▶ [What is being asked] Rewrite the opinion piece on deaf young people's education from "There’s a worrying" to "through the system.", changing "barriers" to "obstacles".

▶ [Text excerpt]
::::::::

There’s a worrying domino effect impacting deaf young people’s education – it must be stopped | Liam O’Dell

As MPs debate deaf children’s services in Parliament later today, it’s time to introduce more equality into our education system and address this problem at its core.

A series of continuous barriers in education are preventing deaf young people from achieving their full potential. Without the right support, these issues can only worsen as the individual progresses through the system.

The National Deaf Children’s Society has done some incredible work in establishing the issues present throughout a deaf young person’s journey through the education system. Their research has revealed that councils in England are planning £4 million worth of cuts to services for disabled children and young people; that just nine per cent of deaf young people attended a Russell Group university in the 2015/16 academic year (compared to 17% of all students) and now, that over half of deaf students in England in 2017 failed to achieve more than one A-Level before reading 19 years of age. The exact figure, 58.8%, is the highest rate since 2012, The Independent reports.

All of this points to a wider domino effect at play in our education system which sets deaf young people down a path where they are unable to achieve the results of which they are capable. The cuts to deaf services mean that deaf pupils are not as supported by Teachers of the Deaf and other professionals as they should be.

As such, these individuals fail to receive full access to an education in the classroom, which could explain why we’re currently seeing a rise in the number of deaf young people failing to achieve more than one A-Level. This then impacts their chances of entering Russell Group universities. It shouldn’t be allowed to snowball like this.

::::::::

▶ [Source data]
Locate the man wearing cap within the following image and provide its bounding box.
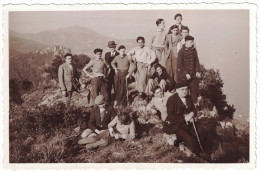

::::::::

▶ [Task response]
There’s a worrying domino effect impacting deaf young people’s education – it must be stopped | Liam O’Dell

As MPs debate deaf children’s services in Parliament later today, it’s time to introduce more equality into our education system and address this problem at its core.

A series of continuous obstacles in education are preventing deaf young people from achieving their full potential. Without the right support, these issues can only worsen as the individual progresses through the system.